==== Excerpt to read

Has anyone bought these?  what is their carb total in grams?  I'm thinking of making a trip to Lidl at the weekend to buy some in bulk but would like to know what others think.  Thanks


----------



## Robin (Aug 12, 2016)

carina62 said:


> Has anyone bought these?  what is their carb total in grams?  I'm thinking of making a trip to Lidl at the weekend to buy some in bulk but would like to know what others think.  Thanks


Here you go, post 27.
https://forum.diabetes.org.uk/board...-self-to-like-burgen.57133/page-2#post-574155
I love them. I can usually only manage half at a time, they are very filling,and very chewy to eat.


----------



## Carina1962 (Aug 12, 2016)

Thanks very much


----------



## silentsquirrel (Aug 12, 2016)

They have shrunk in the past few weeks!  They are now labelled as 85g, used to be 115g?  Perhaps because so many comments on one being too much?  Annoying, used to be able to slice in 4 horizontally, can only manage 3 now.  Still 29p.


----------



## Robin (Aug 12, 2016)

silentsquirrel said:


> They have shrunk in the past few weeks!  They are now labelled as 85g, used to be 115g?  Perhaps because so many comments on one being too much?  Annoying, used to be able to slice in 4 horizontally, can only manage 3 now.  Still 29p.

========
==== Information supplied

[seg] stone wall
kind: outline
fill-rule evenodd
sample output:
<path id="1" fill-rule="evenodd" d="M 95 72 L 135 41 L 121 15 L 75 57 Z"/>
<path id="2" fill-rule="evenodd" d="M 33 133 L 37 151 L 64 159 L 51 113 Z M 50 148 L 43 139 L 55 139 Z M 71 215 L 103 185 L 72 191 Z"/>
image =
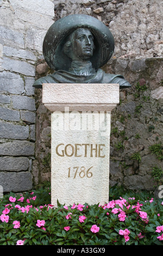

========

-- Exercise details --
Please carry on the Lidl forum thread from the point where it stops. The records stand apart from the Lidl forum thread.

-- Response to this task --
I'd just got one in front of me about to do it for lunch, when I noticed your post. So I weighed it out of interest. 96g!
I assume they are a minimum of 85g, but might vary.


----------



## pottersusan (Aug 12, 2016)

They are a GOOD thing


----------



## HOBIE (Aug 12, 2016)

Robin said:


> Here you go, post 27.
> https://forum.diabetes.org.uk/board...-self-to-like-burgen.57133/page-2#post-574155
> I love them. I can usually only manage half at a time, they are very filling,and very chewy to eat.


A couple of button punching & wam !


----------



## Mark Parrott (Aug 13, 2016)

I bought some yesterday & noticed they were smaller. In that case they should lower the price. The only good thing to come out of this is lower carb.


----------



## SB2015 (Aug 13, 2016)

So if they are now down to 85g that is only about 8.5g CHO in each one.  I really like them and as others have said one half is enough at a time.  That should mean I can sneak a bit of honey on and stay below 5g CHO (not exactly slow release but very yummy).


----------



## Carina1962 (Aug 13, 2016)

Bought some last night, there weren't many left so took the last remaining few.  Will try them out in the week


----------



## Mark Parrott (Aug 13, 2016)

Just had one for lunch. Lovely.


----------



## AndBreathe (Aug 13, 2016)

When these rolls were launched, so months back, they were 39p per unit, until they went on an offer, then stayed there, so, it could be that that's when they decided to reduce the size.  

My guess is it's all about hitting a palatable price point per unit.  Price point selling is quite critical, and I'm sure that's why so many things shrink, whether it be Mars Bars, packets of crisps or Fairy Liquid.


----------



## AndBreathe (Aug 13, 2016)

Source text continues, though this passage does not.